--- Task data Enclosed Below ---
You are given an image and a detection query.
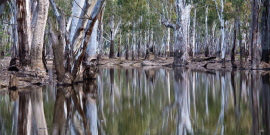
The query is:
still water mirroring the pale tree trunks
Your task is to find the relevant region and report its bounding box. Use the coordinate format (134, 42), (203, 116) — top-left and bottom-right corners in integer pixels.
(0, 68), (270, 135)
--- End of Enclosed Task data ---
### Your assignment
Each record above is to be written out exactly; the pictures are not.

### Response area
You are given an image and a detection query.
The query is:
still water mirroring the pale tree trunks
Your task is to find the relevant region and report its bounding box. Use the coordinate format (134, 42), (203, 116) — top-left and bottom-right corners in integer pixels.
(0, 68), (270, 135)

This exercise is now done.